Point localization data:
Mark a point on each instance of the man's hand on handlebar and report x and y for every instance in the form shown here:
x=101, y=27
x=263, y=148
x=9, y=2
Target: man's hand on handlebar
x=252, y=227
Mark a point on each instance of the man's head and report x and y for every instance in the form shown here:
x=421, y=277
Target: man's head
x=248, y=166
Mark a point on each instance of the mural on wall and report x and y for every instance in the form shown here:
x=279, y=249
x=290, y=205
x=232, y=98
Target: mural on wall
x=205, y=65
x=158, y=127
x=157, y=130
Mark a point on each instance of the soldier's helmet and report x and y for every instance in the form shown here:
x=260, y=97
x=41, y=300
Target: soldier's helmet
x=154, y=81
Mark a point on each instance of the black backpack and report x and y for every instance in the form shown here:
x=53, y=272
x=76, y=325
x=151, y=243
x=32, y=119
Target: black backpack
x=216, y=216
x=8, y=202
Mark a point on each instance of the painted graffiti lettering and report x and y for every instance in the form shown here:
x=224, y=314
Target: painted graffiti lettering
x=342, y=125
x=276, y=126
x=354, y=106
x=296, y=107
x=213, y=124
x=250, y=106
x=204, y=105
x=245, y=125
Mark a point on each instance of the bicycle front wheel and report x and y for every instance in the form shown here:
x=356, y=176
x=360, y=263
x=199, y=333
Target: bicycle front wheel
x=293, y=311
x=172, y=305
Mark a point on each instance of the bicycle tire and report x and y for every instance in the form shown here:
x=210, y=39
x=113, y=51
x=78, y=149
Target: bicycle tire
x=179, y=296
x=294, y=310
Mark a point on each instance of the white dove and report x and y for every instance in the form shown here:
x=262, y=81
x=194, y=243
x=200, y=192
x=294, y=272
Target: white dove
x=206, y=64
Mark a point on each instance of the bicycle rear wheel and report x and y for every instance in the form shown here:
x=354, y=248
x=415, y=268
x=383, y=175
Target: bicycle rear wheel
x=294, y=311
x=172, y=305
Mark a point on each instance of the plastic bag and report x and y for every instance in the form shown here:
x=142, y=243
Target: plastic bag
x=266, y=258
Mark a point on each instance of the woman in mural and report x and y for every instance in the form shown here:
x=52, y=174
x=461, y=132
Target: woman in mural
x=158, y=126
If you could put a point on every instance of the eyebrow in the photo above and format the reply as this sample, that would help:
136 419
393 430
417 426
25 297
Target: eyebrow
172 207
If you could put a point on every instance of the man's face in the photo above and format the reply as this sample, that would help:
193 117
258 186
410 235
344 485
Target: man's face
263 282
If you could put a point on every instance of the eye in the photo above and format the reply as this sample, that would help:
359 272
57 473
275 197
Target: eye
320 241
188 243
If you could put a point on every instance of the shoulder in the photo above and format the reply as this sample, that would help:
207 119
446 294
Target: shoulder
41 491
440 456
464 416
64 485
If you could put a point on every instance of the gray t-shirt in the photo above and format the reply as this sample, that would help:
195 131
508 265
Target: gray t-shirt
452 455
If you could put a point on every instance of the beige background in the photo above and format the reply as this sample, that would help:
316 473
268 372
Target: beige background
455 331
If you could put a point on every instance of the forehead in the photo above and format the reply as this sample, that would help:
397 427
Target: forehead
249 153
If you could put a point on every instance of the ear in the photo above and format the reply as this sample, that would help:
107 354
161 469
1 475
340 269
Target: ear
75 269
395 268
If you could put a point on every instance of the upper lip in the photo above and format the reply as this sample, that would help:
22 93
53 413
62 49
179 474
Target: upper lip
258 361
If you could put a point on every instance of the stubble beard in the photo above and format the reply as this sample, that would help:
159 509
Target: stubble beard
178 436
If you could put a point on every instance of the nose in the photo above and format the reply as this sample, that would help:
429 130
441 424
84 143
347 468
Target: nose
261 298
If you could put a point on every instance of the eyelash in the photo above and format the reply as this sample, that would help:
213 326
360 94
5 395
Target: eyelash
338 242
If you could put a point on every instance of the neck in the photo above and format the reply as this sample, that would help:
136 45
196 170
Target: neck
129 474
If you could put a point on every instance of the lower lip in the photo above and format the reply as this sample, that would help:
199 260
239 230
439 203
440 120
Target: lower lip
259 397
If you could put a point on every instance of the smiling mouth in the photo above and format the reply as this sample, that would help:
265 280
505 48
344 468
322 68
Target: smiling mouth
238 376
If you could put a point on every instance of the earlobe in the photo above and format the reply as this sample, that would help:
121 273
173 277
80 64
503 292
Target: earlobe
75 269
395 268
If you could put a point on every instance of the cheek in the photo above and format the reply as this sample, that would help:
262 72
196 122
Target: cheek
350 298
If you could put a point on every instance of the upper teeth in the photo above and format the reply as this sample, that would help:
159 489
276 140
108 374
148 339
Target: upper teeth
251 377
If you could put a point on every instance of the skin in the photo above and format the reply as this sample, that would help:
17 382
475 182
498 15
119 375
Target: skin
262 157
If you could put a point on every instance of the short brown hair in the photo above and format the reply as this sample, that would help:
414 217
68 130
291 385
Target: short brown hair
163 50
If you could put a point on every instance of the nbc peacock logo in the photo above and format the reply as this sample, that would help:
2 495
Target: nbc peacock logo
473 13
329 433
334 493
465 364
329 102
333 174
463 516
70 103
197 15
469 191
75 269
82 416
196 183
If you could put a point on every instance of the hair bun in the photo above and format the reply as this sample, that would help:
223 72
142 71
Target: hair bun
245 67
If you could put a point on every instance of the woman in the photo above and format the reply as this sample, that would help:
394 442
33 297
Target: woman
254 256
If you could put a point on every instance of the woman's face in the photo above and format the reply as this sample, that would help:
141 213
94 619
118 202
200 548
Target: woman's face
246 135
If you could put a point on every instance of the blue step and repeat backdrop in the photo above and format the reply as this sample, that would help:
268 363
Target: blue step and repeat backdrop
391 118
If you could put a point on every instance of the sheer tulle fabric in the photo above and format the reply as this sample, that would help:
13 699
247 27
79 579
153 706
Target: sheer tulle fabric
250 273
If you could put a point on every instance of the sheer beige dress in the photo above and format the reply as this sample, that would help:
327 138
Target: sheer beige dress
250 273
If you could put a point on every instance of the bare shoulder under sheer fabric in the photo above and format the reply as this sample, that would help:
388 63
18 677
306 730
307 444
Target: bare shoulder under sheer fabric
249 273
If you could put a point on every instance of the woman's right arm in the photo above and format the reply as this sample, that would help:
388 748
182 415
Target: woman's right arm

▶ _How to complete this task_
Repeat the data above in full, word for word.

▶ _Exercise response_
Mark a point on each instance of the man's hand on handlebar and report x and y for every instance in the form shown here:
x=101, y=27
x=263, y=148
x=9, y=2
Target: man's hand on handlebar
x=252, y=227
Mark a point on each instance of the man's head and report x and y for every instance in the form shown here:
x=421, y=277
Target: man's head
x=248, y=166
Mark a point on each instance of the mural on wall and report x and y for every instance in the form shown here:
x=279, y=249
x=290, y=205
x=232, y=98
Target: mural on wall
x=205, y=65
x=158, y=127
x=157, y=130
Mark a point on each instance of the soldier's helmet and report x and y for every instance in the form shown here:
x=260, y=97
x=41, y=300
Target: soldier's helmet
x=154, y=81
Mark a point on each instance of the black backpack and report x and y for every instance in the form shown here:
x=53, y=272
x=76, y=325
x=151, y=243
x=32, y=119
Target: black backpack
x=216, y=216
x=8, y=202
Mark a point on each instance of the painted graffiti lettering and report x and y for every instance in the form shown here:
x=224, y=314
Target: painted graffiti lettering
x=342, y=125
x=276, y=126
x=354, y=106
x=296, y=107
x=213, y=124
x=250, y=106
x=204, y=105
x=245, y=125
Mark a point on each instance of the bicycle front wheel and report x and y for every instance in the form shown here:
x=356, y=176
x=360, y=263
x=199, y=333
Target: bicycle front wheel
x=293, y=311
x=172, y=305
Mark a point on each instance of the bicycle tire and report x and y for every instance in the form shown here:
x=210, y=39
x=113, y=51
x=78, y=149
Target: bicycle tire
x=179, y=296
x=294, y=310
Mark a point on each instance of the white dove and report x and y for every instance in the form shown here:
x=262, y=81
x=194, y=243
x=200, y=192
x=294, y=272
Target: white dove
x=206, y=64
Mark a point on each instance of the bicycle rear wheel and report x and y for every instance in the form shown here:
x=354, y=248
x=415, y=268
x=383, y=175
Target: bicycle rear wheel
x=294, y=311
x=172, y=305
Mark a point on each instance of the plastic bag and report x and y for every instance in the form shown here:
x=142, y=243
Target: plastic bag
x=266, y=258
Mark a point on each instance of the woman in mural and report x and y for every instance in the form shown here:
x=52, y=174
x=461, y=132
Target: woman in mural
x=158, y=126
If you could put a point on every instance of the eyebrow in the photo above and format the reply as this sample, that would help:
136 419
393 430
417 426
25 297
Target: eyebrow
172 207
If you could put a point on every instance of the man's face in the photo above and format the reply as this sample, that would help:
193 117
258 186
410 235
344 485
Target: man's face
263 282
If you could put a point on every instance of the eye in the photo above and format the reply as this sample, that would help:
359 272
57 473
275 197
Target: eye
320 241
188 243
If you could put a point on every instance of the shoulder in the photo above and format the reply as this sample, that would help:
207 119
446 294
Target: shoulder
41 491
440 456
464 416
64 485
If you could put a point on every instance of the gray t-shirt in the photo above and format the reply as this sample, that would help:
195 131
508 265
Target: gray t-shirt
452 455
If you could put a point on every instance of the beige background in the photo above and format the reply as this sample, that would help:
316 473
268 372
Target: beige background
455 331
If you could put a point on every instance of the forehead in the photo above and format the reply as this sample, that would help:
397 427
Target: forehead
249 153
If you could put a point on every instance of the ear in the photo above and format the reply as this sample, that would help:
107 354
161 469
1 475
340 269
Target: ear
75 269
395 268
If you could put a point on every instance of the upper lip in the photo above and format the reply as this sample, that would help:
22 93
53 413
62 49
179 474
Target: upper lip
258 361
If you could put a point on every instance of the stubble beard in the photo above and format the reply as this sample, that would help:
159 509
Target: stubble beard
178 436
If you could put a point on every instance of the nose in the photo above and format the reply as this sample, that would help:
429 130
441 424
84 143
347 468
Target: nose
261 298
If you could put a point on every instance of the eyelash in the photo above and format the reply as this sample, that would help:
213 326
360 94
5 395
Target: eyelash
338 242
If you could put a point on every instance of the neck in the photo above and format the reply as this sample, that would help:
136 45
196 170
Target: neck
129 474
If you could put a point on every instance of the lower lip in the photo above and format the reply as this sample, that would help:
199 260
239 230
439 203
440 120
Target: lower lip
259 397
If you could put a point on every instance of the smiling mouth in the photo above and format the reply as this sample, that would help:
265 280
505 48
344 468
322 68
Target: smiling mouth
238 376
If you could put a point on every instance of the earlobe in the photo above and format the reply as this sample, that would help:
121 273
173 277
80 64
503 292
Target: earlobe
75 269
395 268
If you could put a point on every instance of the cheek in the photo above and format the reply as this sample, that would help:
262 72
196 122
Target: cheek
350 298
If you could put a point on every instance of the upper teeth in the photo above and format the reply as this sample, that would help:
159 489
276 140
108 374
148 339
Target: upper teeth
251 377
If you could put a point on every instance of the skin in the photo above and format the reply as this sample, that would help:
17 382
475 182
498 15
119 375
Target: skin
262 157
If you could put a point on every instance of the short brown hair in the photo above and format the reply as this sample, that would help:
414 217
68 130
291 385
Target: short brown hair
163 50
If you could put a point on every instance of the nbc peacock logo in the photo above and format the reply as this sample, that would help:
2 495
Target: nbc peacock logo
473 13
329 433
334 493
465 364
329 102
333 174
463 516
70 103
197 15
469 191
75 269
82 416
196 183
If you could put a point on every instance of the hair bun in the photo above and format the reply as this sample, that would help:
223 72
142 71
Target: hair bun
245 67
If you could put a point on every instance of the woman in the photo above and format the reply as this sample, that would help:
394 442
33 297
Target: woman
254 256
If you could put a point on every instance of the woman's face in the photo above and format the reply as this sample, that would help:
141 213
94 619
118 202
200 548
Target: woman's face
246 135
If you could put a point on every instance of the blue step and repeat backdrop in the photo above and format the reply as this sample, that would help:
268 363
Target: blue step and repeat backdrop
391 118
If you could put a point on every instance of the sheer tulle fabric in the photo above and format the reply as this sample, that would help:
13 699
247 27
79 579
153 706
Target: sheer tulle fabric
250 273
If you could put a point on every instance of the sheer beige dress in the photo above and format the reply as this sample, that would help:
327 138
Target: sheer beige dress
250 273
If you could put a point on every instance of the bare shoulder under sheer fabric in the photo above and format the reply as this sample, that would help:
388 63
18 677
306 730
307 444
Target: bare shoulder under sheer fabric
249 273
If you could put a point on every instance of the woman's right arm in the photo above and format the reply as this sample, that would help:
388 748
182 415
Target: woman's right arm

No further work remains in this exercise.